Physical characteristics
- • location: Mount Gretna Heights, Pennsylvania
- • elevation: 1,100 feet (340 m)
- • location: Susquehanna River at Marietta, Pennsylvania
- • elevation: 230 feet (70 m)
- Length: 31.6 mi (50.9 km)
- Basin size: 126 mi^{2} (330 km^{2})

= Chiques Creek =

Chiques Creek (known as Chickies Creek until 2002) is a 31.6 mi tributary of the Susquehanna River in Lebanon and Lancaster counties, Pennsylvania in the United States.

The source is at an elevation of 1100 ft near Mount Gretna Heights in Lebanon County. The mouth is the confluence with the Susquehanna River at an elevation of 230 ft at Marietta in Lancaster County.

==Name==
The name of the creek comes from the Lenape Chiquesalunga, meaning "place of crayfish".

Task details
Carry on the Chiques Creek article above, starting after its last sentence.

Given information
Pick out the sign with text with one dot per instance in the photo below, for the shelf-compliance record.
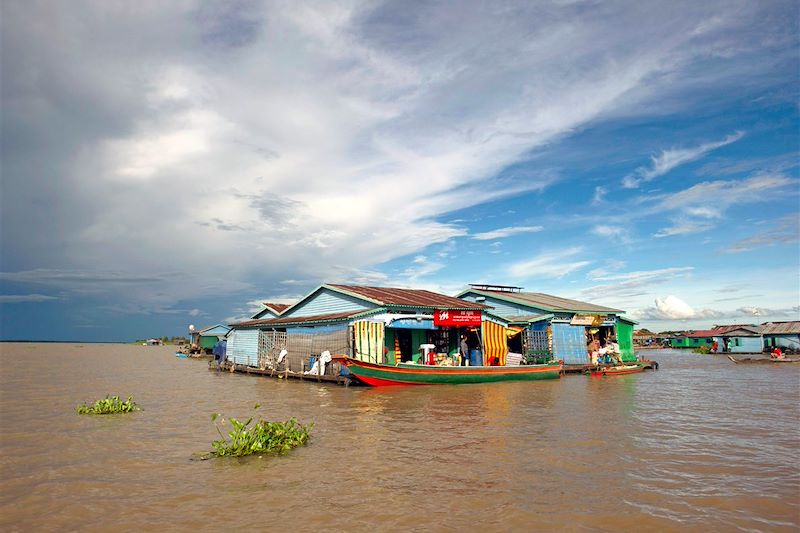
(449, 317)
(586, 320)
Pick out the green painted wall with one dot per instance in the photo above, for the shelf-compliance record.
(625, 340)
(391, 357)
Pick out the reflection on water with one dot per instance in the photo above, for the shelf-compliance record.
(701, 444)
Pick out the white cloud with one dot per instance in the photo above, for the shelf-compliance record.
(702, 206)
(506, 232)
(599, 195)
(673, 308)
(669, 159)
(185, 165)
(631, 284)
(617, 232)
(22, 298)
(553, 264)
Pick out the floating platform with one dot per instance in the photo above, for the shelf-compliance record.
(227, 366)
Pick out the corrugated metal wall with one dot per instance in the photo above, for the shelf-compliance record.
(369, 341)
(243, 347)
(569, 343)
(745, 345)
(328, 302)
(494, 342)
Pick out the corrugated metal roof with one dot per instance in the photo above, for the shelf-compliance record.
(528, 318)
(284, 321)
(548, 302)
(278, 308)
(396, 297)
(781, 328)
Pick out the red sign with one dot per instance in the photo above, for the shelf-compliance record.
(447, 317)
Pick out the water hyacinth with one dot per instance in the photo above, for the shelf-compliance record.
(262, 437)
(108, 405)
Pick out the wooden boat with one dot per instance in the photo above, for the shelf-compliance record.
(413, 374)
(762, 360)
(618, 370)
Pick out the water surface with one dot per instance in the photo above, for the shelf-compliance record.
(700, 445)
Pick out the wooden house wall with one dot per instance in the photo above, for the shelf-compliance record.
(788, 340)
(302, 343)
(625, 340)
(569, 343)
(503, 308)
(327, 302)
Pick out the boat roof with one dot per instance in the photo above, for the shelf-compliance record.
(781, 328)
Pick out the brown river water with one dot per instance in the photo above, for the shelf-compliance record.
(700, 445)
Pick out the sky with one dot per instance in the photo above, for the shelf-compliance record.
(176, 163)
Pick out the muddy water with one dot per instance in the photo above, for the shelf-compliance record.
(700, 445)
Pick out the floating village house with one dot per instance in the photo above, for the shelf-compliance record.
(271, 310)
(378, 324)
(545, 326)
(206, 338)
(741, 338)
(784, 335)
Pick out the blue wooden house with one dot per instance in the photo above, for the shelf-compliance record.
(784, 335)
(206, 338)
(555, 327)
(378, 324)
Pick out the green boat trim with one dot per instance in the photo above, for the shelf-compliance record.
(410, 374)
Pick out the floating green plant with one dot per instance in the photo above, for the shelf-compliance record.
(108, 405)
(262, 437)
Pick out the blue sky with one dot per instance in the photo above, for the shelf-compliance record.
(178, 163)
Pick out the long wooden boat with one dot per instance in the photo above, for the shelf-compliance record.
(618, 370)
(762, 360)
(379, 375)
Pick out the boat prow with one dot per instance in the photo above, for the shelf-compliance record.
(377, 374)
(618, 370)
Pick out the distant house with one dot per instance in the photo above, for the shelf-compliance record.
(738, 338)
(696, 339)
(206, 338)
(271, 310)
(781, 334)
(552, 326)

...

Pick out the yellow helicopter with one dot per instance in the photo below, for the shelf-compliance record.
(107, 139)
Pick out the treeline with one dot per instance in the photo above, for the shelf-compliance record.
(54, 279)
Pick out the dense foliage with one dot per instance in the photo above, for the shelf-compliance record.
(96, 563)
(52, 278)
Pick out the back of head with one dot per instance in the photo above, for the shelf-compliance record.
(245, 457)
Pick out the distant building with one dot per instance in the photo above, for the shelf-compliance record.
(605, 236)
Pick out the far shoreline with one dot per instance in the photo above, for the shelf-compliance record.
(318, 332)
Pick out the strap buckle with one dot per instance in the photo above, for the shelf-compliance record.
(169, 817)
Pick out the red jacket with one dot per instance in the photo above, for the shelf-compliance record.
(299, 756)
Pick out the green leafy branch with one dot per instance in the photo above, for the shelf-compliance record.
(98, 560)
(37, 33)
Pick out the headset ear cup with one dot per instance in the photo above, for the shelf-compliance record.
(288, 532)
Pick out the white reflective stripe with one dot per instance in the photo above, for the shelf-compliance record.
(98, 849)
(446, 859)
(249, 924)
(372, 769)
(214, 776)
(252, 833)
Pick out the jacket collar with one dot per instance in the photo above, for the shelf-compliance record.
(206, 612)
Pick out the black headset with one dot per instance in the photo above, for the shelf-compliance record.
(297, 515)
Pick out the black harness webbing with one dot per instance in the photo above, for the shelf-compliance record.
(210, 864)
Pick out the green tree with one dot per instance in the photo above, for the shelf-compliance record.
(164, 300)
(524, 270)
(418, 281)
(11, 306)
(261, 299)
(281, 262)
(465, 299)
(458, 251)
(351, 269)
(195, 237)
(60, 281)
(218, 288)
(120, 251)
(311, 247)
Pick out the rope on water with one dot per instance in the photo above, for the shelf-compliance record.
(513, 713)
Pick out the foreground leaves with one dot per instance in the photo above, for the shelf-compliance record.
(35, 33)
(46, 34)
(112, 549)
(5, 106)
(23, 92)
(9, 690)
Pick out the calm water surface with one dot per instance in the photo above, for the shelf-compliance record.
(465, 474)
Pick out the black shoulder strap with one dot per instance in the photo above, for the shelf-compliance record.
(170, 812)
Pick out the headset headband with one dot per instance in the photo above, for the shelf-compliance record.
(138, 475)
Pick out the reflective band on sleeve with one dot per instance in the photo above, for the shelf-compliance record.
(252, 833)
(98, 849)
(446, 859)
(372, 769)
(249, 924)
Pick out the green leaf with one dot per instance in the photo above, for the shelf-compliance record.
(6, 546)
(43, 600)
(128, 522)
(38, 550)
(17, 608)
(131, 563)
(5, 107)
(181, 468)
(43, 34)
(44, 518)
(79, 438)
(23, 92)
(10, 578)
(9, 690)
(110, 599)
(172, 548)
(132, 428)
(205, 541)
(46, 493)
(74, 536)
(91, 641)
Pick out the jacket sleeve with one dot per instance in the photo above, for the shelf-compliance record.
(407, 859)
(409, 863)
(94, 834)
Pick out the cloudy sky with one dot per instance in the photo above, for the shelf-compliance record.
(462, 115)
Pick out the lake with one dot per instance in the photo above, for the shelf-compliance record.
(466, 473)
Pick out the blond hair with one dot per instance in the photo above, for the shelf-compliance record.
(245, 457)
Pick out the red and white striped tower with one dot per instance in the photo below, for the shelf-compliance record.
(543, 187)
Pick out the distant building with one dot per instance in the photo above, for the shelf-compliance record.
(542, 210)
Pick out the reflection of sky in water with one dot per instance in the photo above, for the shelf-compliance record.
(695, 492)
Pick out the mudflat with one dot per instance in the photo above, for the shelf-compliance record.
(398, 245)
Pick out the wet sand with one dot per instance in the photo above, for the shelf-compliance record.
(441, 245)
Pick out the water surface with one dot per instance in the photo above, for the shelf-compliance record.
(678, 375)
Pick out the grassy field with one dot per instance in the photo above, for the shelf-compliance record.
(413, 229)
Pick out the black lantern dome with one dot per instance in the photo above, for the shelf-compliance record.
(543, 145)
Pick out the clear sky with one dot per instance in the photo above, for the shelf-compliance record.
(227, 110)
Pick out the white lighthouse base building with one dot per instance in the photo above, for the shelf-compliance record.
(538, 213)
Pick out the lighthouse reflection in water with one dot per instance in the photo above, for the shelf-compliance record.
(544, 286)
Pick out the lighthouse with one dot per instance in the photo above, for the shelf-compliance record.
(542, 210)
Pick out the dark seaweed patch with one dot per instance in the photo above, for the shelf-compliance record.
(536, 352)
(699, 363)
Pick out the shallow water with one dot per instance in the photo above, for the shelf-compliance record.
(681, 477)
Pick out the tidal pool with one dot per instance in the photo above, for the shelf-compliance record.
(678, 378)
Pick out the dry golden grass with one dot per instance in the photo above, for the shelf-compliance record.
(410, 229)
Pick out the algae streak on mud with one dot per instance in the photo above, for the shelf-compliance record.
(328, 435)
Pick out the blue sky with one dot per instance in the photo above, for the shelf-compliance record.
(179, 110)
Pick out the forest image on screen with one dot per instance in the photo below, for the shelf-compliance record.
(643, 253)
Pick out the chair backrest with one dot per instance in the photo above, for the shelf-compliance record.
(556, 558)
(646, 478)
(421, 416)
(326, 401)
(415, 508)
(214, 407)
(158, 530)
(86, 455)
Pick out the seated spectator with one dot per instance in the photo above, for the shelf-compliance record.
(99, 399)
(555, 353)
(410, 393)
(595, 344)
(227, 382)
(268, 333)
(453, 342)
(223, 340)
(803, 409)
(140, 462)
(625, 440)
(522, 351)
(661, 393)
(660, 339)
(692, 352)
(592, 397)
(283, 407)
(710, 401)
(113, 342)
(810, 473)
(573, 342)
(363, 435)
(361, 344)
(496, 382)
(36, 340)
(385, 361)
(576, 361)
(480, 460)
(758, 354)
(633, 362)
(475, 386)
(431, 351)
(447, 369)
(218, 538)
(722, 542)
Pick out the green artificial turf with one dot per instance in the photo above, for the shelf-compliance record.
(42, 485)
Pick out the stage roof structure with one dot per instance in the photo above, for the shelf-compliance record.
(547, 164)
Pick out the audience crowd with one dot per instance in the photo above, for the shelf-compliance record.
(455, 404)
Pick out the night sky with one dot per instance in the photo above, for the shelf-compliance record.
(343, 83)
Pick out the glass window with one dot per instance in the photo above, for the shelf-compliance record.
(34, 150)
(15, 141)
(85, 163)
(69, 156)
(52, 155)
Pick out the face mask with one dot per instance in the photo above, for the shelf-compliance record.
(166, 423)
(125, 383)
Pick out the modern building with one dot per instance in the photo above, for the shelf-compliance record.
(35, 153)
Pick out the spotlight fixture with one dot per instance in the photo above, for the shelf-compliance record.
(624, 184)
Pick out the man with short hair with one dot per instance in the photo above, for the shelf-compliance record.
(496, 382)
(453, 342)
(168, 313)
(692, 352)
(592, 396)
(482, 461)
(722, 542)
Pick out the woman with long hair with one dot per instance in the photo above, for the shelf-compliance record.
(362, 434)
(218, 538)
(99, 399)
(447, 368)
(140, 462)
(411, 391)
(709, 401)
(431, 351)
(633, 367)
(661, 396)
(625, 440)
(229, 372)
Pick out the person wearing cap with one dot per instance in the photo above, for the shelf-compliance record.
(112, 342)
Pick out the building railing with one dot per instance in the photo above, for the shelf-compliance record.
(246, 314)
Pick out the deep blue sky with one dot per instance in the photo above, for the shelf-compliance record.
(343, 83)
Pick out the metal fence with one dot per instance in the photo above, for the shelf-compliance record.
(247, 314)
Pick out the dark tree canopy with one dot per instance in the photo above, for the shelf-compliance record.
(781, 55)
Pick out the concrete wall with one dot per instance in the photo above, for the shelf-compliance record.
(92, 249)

...

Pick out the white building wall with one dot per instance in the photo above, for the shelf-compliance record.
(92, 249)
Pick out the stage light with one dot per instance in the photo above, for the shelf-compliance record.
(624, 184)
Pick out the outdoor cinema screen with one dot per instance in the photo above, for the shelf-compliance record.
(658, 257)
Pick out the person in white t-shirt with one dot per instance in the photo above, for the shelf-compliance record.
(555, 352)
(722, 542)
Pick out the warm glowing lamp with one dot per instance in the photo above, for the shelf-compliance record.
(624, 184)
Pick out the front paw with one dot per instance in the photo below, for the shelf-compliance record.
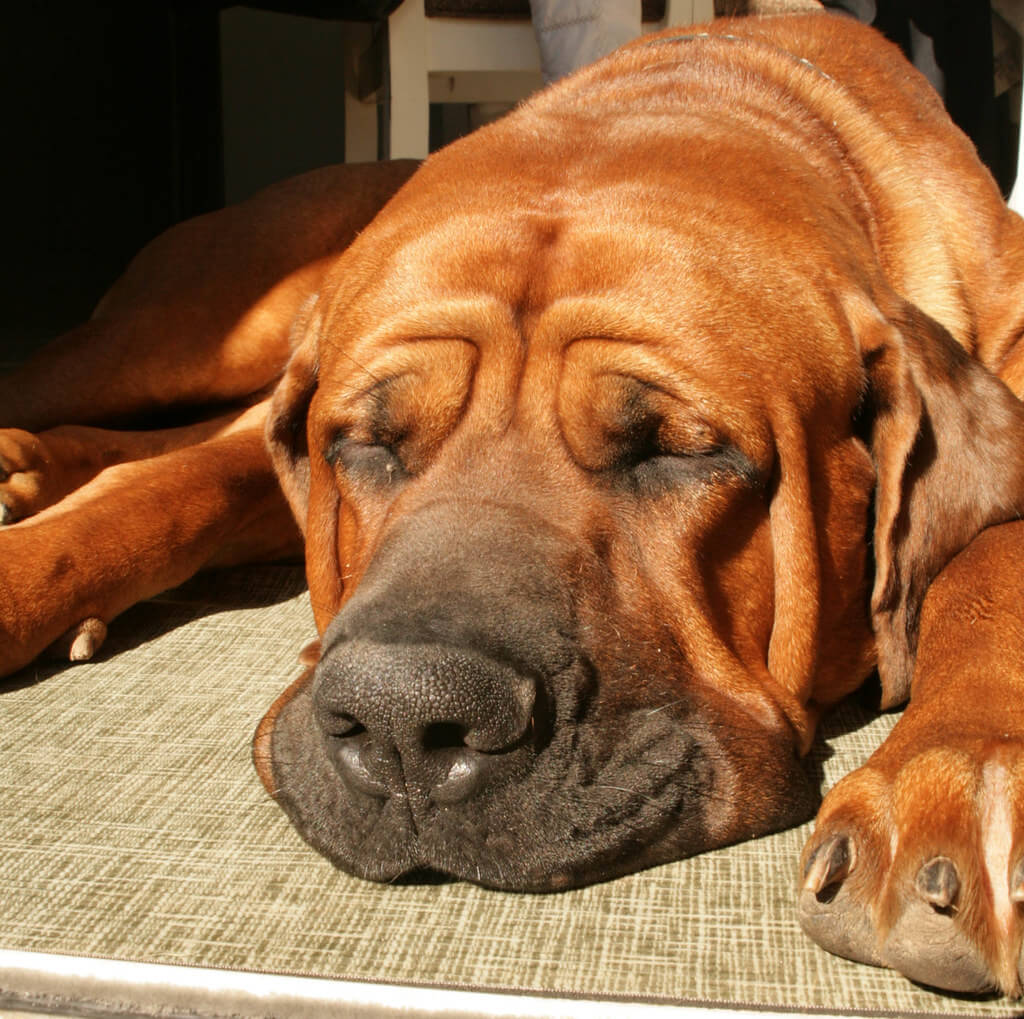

Final answer
The United States Geological Survey Board on Geographic Names has made three official decisions on the name of the creek, deciding it was Chickies Creek in 1896 and 1916 before changing it to Chiques Creek in 2002. The USGS Geographic Names Information System recognizes the following thirteen variant names for the creek: Big Chickies Creek, Big Chiques Creek, Big Chiquesalunga Creek, Chickesalapga Creek, Chickeswalungo Creek, Chickies Creek, Chickisalungo Creek, Chicques Creek, Chikiswalunga Creek, Chikiswalungo Creek, Chiquasatunga Creek, Chiquesatonga Creek, and Chiquesatunga Creek.

==Course and watershed==
Chiques Creek flows generally south for its entire course. The Chickies Creek watershed has a total area of 126 sqmi and is part of the larger Chesapeake Bay drainage basin. Chiques Creek's major tributary is Little Chiques Creek, entering roughly one mile upstream its mouth. (hence the variant names with Big in them for the main creek).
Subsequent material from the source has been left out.